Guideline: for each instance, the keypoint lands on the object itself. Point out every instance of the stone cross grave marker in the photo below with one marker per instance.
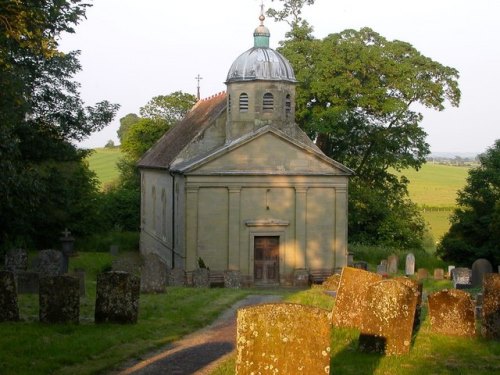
(59, 299)
(272, 339)
(410, 264)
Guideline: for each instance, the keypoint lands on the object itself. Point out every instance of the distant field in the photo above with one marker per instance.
(103, 163)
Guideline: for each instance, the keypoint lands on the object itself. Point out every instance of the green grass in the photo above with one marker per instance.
(103, 162)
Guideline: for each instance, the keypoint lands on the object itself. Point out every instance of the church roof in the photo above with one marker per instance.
(201, 116)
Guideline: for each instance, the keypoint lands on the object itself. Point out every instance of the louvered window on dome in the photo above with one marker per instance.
(268, 102)
(243, 102)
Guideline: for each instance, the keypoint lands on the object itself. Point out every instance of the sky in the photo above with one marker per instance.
(134, 50)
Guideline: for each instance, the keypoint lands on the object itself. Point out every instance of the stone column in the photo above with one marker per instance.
(234, 229)
(191, 228)
(300, 227)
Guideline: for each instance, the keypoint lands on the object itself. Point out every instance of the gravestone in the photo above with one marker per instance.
(392, 264)
(352, 296)
(438, 274)
(388, 318)
(59, 299)
(117, 297)
(491, 306)
(271, 339)
(461, 278)
(451, 312)
(154, 274)
(16, 260)
(480, 268)
(176, 277)
(48, 263)
(410, 264)
(9, 308)
(28, 282)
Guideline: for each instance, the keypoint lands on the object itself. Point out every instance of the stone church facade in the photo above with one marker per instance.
(238, 184)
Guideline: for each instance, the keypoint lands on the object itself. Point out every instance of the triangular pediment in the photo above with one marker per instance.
(267, 152)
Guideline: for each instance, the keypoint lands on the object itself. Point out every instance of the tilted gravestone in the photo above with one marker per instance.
(117, 297)
(388, 316)
(154, 274)
(59, 299)
(451, 312)
(352, 297)
(480, 268)
(16, 260)
(491, 306)
(410, 264)
(9, 308)
(271, 339)
(48, 263)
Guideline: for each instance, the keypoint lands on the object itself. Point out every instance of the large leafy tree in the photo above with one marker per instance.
(475, 223)
(44, 182)
(358, 97)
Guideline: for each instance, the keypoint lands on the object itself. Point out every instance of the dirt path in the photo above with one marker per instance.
(200, 352)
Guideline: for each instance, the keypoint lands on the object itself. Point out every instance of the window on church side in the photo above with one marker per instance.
(268, 102)
(243, 102)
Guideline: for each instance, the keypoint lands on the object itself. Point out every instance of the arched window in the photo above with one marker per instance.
(243, 102)
(268, 102)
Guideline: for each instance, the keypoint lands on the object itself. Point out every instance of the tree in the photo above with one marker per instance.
(475, 223)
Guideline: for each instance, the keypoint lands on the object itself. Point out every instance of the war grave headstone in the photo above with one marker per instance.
(392, 264)
(271, 339)
(388, 318)
(352, 297)
(117, 297)
(9, 308)
(410, 264)
(491, 306)
(59, 299)
(16, 260)
(461, 278)
(451, 312)
(154, 274)
(480, 268)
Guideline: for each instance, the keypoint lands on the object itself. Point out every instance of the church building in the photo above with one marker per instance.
(238, 184)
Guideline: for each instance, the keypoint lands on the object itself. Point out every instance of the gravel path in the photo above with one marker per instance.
(200, 352)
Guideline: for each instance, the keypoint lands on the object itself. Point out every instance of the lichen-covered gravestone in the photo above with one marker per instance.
(16, 260)
(59, 299)
(451, 312)
(352, 297)
(387, 323)
(491, 306)
(154, 274)
(9, 309)
(117, 297)
(272, 339)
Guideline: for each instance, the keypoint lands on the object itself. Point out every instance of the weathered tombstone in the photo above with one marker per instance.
(16, 260)
(491, 306)
(392, 264)
(271, 340)
(461, 278)
(9, 309)
(438, 274)
(176, 277)
(201, 278)
(59, 299)
(388, 318)
(351, 297)
(117, 297)
(154, 274)
(451, 312)
(28, 282)
(410, 264)
(48, 263)
(480, 268)
(232, 279)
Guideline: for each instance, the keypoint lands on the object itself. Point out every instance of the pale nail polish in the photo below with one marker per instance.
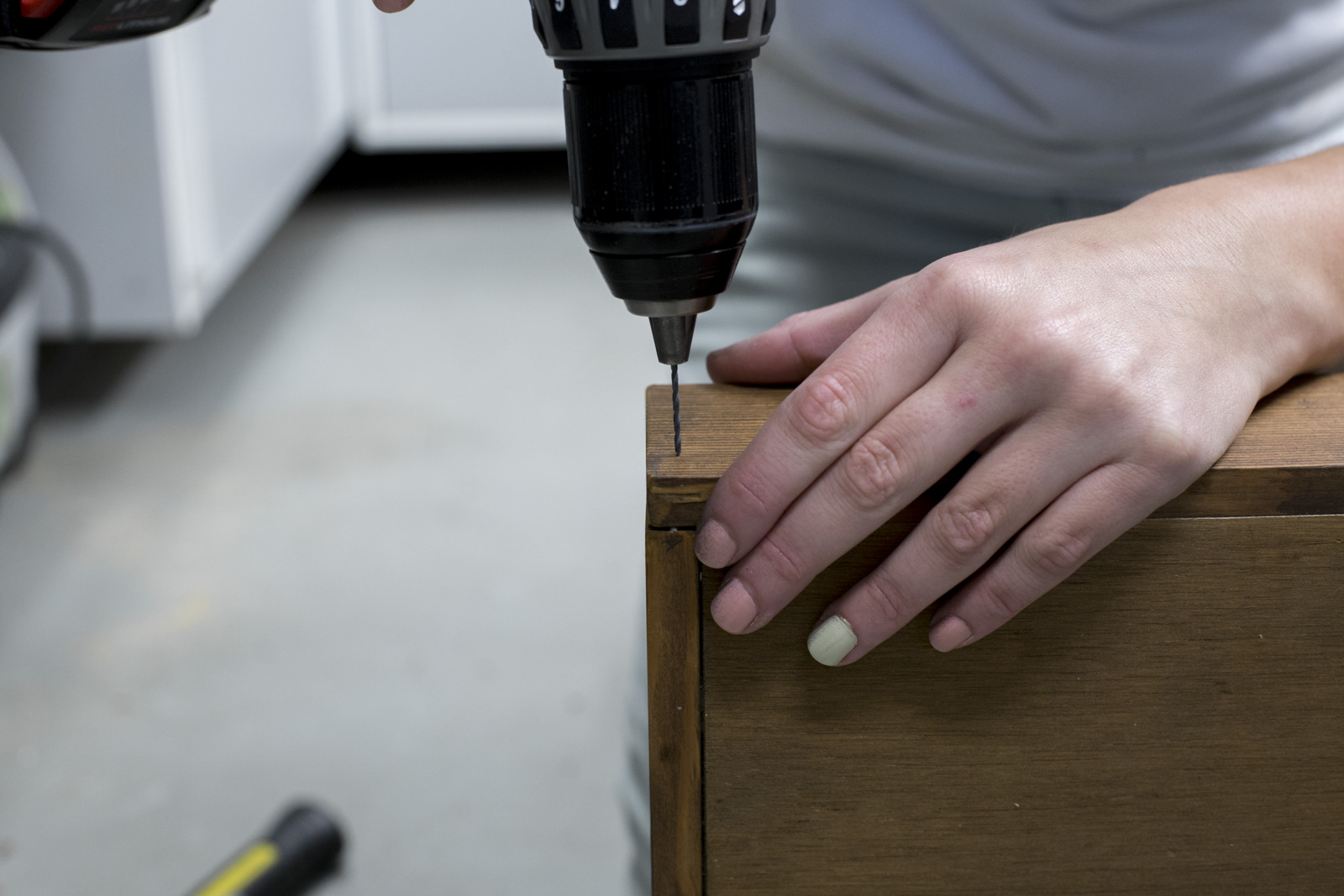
(832, 641)
(714, 546)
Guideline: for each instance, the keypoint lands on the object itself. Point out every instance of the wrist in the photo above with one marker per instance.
(1277, 231)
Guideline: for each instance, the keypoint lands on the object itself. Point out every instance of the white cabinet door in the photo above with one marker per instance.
(252, 107)
(454, 74)
(168, 161)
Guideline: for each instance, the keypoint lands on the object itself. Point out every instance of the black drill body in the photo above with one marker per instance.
(660, 121)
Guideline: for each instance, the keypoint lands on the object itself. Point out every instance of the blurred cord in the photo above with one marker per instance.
(45, 239)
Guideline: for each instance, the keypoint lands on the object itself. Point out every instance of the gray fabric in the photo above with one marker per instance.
(833, 228)
(1106, 97)
(830, 228)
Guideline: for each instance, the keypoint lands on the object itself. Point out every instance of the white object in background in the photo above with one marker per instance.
(18, 325)
(168, 161)
(454, 74)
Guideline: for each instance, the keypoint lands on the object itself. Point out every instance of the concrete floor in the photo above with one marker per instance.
(375, 537)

++++++++++

--- Task requirements ---
Before handing back the copy, remove the pictures; otherwise print the data exactly.

--- Expected output ---
Guideline: for each instance, the keypoint lands on the object itself. Point out every instance of the stone cross grave marker in the photo below with one marker per instance.
(59, 299)
(272, 339)
(410, 264)
Guideline: for each instance, the keypoint lands on the object itself. Point out every instance of the distant field in the photo above with one marker per instance.
(103, 163)
Guideline: for each instance, the keypoint lands on the object itself. Point out every instance of the green grass in the photo above with one marker per instance.
(103, 162)
Guideline: for each instance, the keypoint lands on the object itself. Point out every instance of the church roof in the photo above with one marker per instance.
(201, 116)
Guideline: for each instance, the keypoint lands on the object itself. Point out every instance of the louvered window on dome in the photo above with one marker per instance.
(268, 102)
(243, 102)
Guideline: for each instance, the keypoint lands on the object itself. Point out every instance of the sky in the photo above with one marker per instance.
(134, 50)
Guideline: for each instance, the keypoint lands on the object itself. Point out every instance of the stone column in the photo above with one marker per instance.
(234, 229)
(191, 228)
(300, 227)
Guideline: for each instance, the keypoint lands on the object itself. Point out every instance of the gravestone in the photo above with one marker per instance.
(392, 264)
(352, 296)
(438, 274)
(388, 318)
(59, 299)
(117, 297)
(491, 306)
(271, 339)
(461, 278)
(451, 312)
(154, 274)
(16, 260)
(480, 268)
(176, 277)
(48, 263)
(410, 264)
(9, 308)
(28, 282)
Guideline: for each instance, the keypoint lands on the object itself. Point out every instance of the stone church facade in the photo above with one marker per instance.
(238, 184)
Guideline: for each instance, the keypoint lands on the object itself. Point out every instance of the triangular pediment in the photo above with one marker per instance.
(267, 152)
Guideline: for each instance, the keypoint lands on the object itself. Point out every instance of the tilted gravestone in the photo above with one marker per instance.
(117, 297)
(388, 316)
(154, 274)
(59, 299)
(451, 312)
(352, 297)
(480, 268)
(16, 260)
(491, 306)
(410, 264)
(9, 308)
(271, 339)
(48, 263)
Guideline: for each instance, the keypoint lands on the object itself. Point out every instance of the large leafy tree in the photo above with one marker per instance.
(475, 223)
(44, 182)
(358, 97)
Guideline: for each instance, the keypoint lands on the object itself. Point out every instance of the dirt path in the photo above with one marker per instance.
(200, 352)
Guideline: for each instance, the keypoint lands on the object itself. Point out every instance of the window on church side in the photo above with one marker per instance.
(268, 102)
(243, 102)
Guideline: for each instance, the keypoint lands on the object itself. Point out every instance of the arched window in the photo above with one marker per instance.
(243, 102)
(268, 102)
Guideline: for each instance, the keypoint lands on the object itself. Point out every instance of the tree in the photo above with one marker per instance.
(475, 223)
Guideline: for each instance, the keypoint lands on the object itself. Point out every instance of the war grave headstone in the photo above with one marker per instance.
(392, 264)
(271, 339)
(388, 318)
(352, 297)
(117, 297)
(9, 308)
(410, 264)
(491, 306)
(59, 299)
(16, 260)
(461, 278)
(451, 312)
(154, 274)
(480, 268)
Guideline: for each instance, the keypoint lands on the object itself. Point out every instance of the church building in the photo above with one marker per instance.
(238, 184)
Guideline: for each instance, the keypoint lands on the object itself. Point out every instance of the gravel path in the photo above with one marker per instance.
(200, 352)
Guideline: for each instance, the keypoint lands on the object itself. Point out every instance of the lichen-covered gravestone in the photo above with one marker per instance.
(16, 260)
(59, 299)
(451, 312)
(352, 297)
(387, 323)
(491, 306)
(154, 274)
(9, 309)
(117, 297)
(272, 339)
Guideline: for each instance, the keypoint lands on the object itself. Point out every instance of the weathered tombstone in the photo above with one marker per instance.
(16, 260)
(491, 306)
(392, 264)
(271, 340)
(461, 278)
(9, 309)
(438, 274)
(176, 277)
(201, 278)
(59, 299)
(388, 318)
(351, 297)
(117, 297)
(154, 274)
(451, 312)
(28, 282)
(410, 264)
(48, 263)
(480, 268)
(232, 279)
Guideline: for each instance, the keypoint lands on the object itself. Point out every instance of the pale nail polish in the photo below with one marker per instance.
(832, 641)
(714, 546)
Guideline: for each instance, the keypoint lands on the object itself. Point out every instance of the wrist in the photo above with one marker per instance.
(1277, 231)
Guideline: for each instance, the keypoint lands on the object itself. Point out every instance of the white cabinet door in the photo above with one marker per instance.
(252, 107)
(454, 74)
(168, 161)
Guideline: for each instance, the keypoint lands on the object itself. Point out every instance of the black drill body in the photo above with one marker per instance.
(660, 121)
Guideline: for each instance, the keypoint lands on the object itself. Point out every instance of the blurred cord in the photo above with one marker per instance.
(45, 239)
Guideline: for each instance, the keypoint lands on the object itself. Point out every instance of the gray fabric in the photo above with one marker per instance.
(833, 228)
(1106, 97)
(830, 228)
Guideline: for each instance, the keypoint lands on the object itself. Point out every instance of the white object in background in the photo above with one marker per instance.
(18, 325)
(168, 161)
(454, 74)
Guideline: for each instance, the keypoint lands on the object itself. Point out every instance of the concrete floor in the photo above with one marker per instance.
(375, 537)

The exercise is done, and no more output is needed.